Im dritten Akt schließlich ahnt man, worauf Tcherniakov hinaus will: Er will uns, wie im Parsifal, eine Story erzählen, aber nicht die von Isolde, die interessiert ihn nicht, sondern allein die von Tristan. Von der modernen Luxusyacht über das Sechzigerjahre-Schloss mit Motivtapete im zweiten Akt geht es zurück in Tristans Heimat- und Herkunft, in eine Art betagte Altbau-Beletage mit gelbem Licht, Deckenventilator und Alkoven: Tristan, dessen Vater kurz vor seiner Geburt und dessen Mutter während seiner Geburt starb, ist ein Mann der Verlustangst, der gestörten Identitätsbildung und Bindungsfähigkeit – ein Träumer des Einsseins, der embryonalen Verbundenheit: Wie berührend die klagende Weise des Englischhorns vor dem Hintergrund dieses Gedankens klingt: eine Weise, die Tcherniakov als Sinnbild kindlicher Erinnerung und zur Verdeutlichung seiner Idee noch dazu von einem  Bühnenmusiker aus der Bettnische heraus erklingen lässt, in der Isolde, die muttergleiche Erlöserin, sich am Ende zu ihrem toten Tristan legt…

Das alles ist höchst gedankenreich und eindrucksvoll, ist eine Lesart, sind Ideen, die einen noch Tage und Wochen später beschäftigen – allein im Moment der Aufführung nicht wirklich zu berühren wissen, weil es dem Konzept der „einen einzigen Liebesszene“ (Wagner über „Tristan und Isolde“) und dem lyrischen Romantizismus Barenboims so offensichtlich widerspricht. Dennoch, trotz der emotional-kognitiven Dissonanzen und letztlich auch wegen ihnen: Es ist und bleibt ein ambivalent-superber Abend. Barenboim lässt die Partitur extrem tief atmen, was besonders im zweiten Akt viel zauberischen, meditativen Effekt macht – und er lässt sich keine dramatische Zuspitzung entgehen, was einer sehr starken Anja Kampe als Isolde im Verlauf des Abends das Leben ein wenig zu schwer macht. Andreas Schager wiederum gibt als Tristan ein Beispiel seiner stupenden Möglichkeiten: Unglaublich, welch‘ weicher Stahl in diesem Sänger steckt, wie das Metall in seiner Stimme seit dem „Siegfried“ vor zwei, drei Jahren an Wärme, Ausdruck, Schmelz gewonnen hat – mit wie viel überbordender Kraft er den dritten Akt über die Rampe bringt. Auch der Rest des Ensembles lässt keine Wünsche offen; vor allem Boaz Daniel als Kurwenal weiß mächtig zu überzeugen.

» Rohdaten
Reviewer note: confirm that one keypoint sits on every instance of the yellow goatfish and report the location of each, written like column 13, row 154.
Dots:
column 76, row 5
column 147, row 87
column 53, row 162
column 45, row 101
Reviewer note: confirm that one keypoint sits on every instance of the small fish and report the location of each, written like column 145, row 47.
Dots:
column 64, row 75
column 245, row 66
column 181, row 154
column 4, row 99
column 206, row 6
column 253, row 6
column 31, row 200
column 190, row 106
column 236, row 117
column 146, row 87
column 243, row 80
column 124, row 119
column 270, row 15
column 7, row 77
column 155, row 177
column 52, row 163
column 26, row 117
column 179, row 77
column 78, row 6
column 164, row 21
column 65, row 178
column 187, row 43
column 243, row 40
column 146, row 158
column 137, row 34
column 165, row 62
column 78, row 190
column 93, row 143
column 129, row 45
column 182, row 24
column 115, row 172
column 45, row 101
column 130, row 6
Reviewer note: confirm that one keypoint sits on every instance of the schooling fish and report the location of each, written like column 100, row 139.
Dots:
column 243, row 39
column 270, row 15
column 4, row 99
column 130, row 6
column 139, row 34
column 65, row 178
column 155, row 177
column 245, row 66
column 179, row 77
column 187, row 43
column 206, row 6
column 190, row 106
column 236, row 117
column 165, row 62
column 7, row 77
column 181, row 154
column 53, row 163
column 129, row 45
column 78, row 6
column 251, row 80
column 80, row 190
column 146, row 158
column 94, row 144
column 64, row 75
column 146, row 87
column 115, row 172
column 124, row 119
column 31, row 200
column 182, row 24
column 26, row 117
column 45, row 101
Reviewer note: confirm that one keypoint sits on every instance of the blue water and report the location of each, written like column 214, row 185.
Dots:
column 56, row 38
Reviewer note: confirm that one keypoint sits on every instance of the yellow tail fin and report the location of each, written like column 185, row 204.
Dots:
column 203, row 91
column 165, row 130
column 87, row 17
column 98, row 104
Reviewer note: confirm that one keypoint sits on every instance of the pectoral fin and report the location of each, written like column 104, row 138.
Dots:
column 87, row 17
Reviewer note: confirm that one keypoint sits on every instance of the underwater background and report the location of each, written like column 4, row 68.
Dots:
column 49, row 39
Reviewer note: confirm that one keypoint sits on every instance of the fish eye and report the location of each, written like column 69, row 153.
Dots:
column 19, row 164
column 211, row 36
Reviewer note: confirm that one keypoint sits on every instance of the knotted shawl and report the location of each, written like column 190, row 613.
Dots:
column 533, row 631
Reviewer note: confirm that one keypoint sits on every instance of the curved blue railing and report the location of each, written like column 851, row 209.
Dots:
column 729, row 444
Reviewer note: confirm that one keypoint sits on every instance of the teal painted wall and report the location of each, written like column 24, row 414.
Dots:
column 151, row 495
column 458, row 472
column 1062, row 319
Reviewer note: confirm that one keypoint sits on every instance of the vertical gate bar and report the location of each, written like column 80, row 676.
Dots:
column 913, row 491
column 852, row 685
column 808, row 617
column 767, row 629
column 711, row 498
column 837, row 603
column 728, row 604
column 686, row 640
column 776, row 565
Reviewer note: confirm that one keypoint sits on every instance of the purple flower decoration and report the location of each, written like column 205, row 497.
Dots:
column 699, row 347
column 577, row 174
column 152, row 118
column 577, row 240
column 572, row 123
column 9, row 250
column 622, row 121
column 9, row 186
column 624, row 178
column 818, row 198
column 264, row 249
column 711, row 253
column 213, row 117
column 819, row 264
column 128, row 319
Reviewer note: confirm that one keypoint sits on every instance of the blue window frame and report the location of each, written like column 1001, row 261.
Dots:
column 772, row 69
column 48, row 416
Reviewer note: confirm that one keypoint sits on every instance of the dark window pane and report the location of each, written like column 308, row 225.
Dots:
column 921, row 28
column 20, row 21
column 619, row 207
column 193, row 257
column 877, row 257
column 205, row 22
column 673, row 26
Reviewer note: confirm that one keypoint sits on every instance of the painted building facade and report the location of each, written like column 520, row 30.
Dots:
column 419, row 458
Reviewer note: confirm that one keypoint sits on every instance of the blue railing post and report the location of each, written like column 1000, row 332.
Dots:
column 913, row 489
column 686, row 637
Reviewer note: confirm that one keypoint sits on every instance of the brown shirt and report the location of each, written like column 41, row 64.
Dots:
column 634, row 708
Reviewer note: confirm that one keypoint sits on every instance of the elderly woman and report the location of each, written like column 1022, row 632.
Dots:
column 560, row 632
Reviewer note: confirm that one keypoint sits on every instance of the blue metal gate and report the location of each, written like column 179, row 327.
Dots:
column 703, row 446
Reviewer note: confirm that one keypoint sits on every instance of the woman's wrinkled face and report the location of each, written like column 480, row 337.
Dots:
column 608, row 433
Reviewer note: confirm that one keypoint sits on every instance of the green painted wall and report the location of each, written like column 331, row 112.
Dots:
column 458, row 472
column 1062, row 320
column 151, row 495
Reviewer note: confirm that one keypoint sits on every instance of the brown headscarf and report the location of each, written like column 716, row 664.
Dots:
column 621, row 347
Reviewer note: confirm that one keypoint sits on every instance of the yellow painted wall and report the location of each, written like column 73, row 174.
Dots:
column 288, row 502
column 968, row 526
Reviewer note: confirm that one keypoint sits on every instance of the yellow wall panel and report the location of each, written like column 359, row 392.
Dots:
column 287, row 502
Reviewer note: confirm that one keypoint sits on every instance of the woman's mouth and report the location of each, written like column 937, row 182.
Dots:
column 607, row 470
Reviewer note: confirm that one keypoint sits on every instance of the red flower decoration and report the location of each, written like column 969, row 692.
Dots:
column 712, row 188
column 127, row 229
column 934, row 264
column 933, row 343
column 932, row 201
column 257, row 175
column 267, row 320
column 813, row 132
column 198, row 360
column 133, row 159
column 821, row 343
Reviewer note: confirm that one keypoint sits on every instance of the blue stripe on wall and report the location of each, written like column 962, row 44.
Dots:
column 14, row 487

» Aufgaben
1. Übersetze den folgenden Satz aus dem Textauszug ins Englische: „Auch der Rest des Ensembles lässt keine Wünsche offen; vor allem Boaz Daniel als Kurwenal weiß mächtig zu überzeugen.“
2. Fasse den Absatz im Textauszug, der mit „Das alles ist höchst gedankenreich“ beginnt, als Stichpunktliste zusammen und behalte dabei seine wichtigsten Angaben bei.
Die Zeilen haben mit dem Textauszug nichts zu tun.

» Vollständige Lösungen
1. The rest of the ensemble, too, leaves nothing to be desired; Boaz Daniel as Kurwenal in particular is highly convincing.

2.
- Die Deutung ist gedankenreich und eindrucksvoll und beschäftigt einen noch Tage und Wochen später.
- Im Moment der Aufführung berührt sie kaum, weil sie Wagners Konzept der „einen einzigen Liebesszene“ und Barenboims lyrischem Romantizismus widerspricht.
- Trotz dieser Dissonanzen und auch wegen ihnen bleibt es ein ambivalent-superber Abend.
- Barenboim lässt die Partitur sehr tief atmen. Vor allem im zweiten Akt wirkt das zauberisch und meditativ.
- Er nutzt zugleich jede dramatische Zuspitzung. Das macht es der sehr starken Anja Kampe als Isolde im Lauf des Abends etwas schwer.
- Andreas Schager zeigt als Tristan stupende Möglichkeiten. Seine Stimme hat seit dem „Siegfried“ vor zwei, drei Jahren an Wärme, Ausdruck und Schmelz gewonnen.
- Den dritten Akt bringt Schager mit überbordender Kraft über die Rampe.
- Das übrige Ensemble lässt keine Wünsche offen. Besonders überzeugt Boaz Daniel als Kurwenal.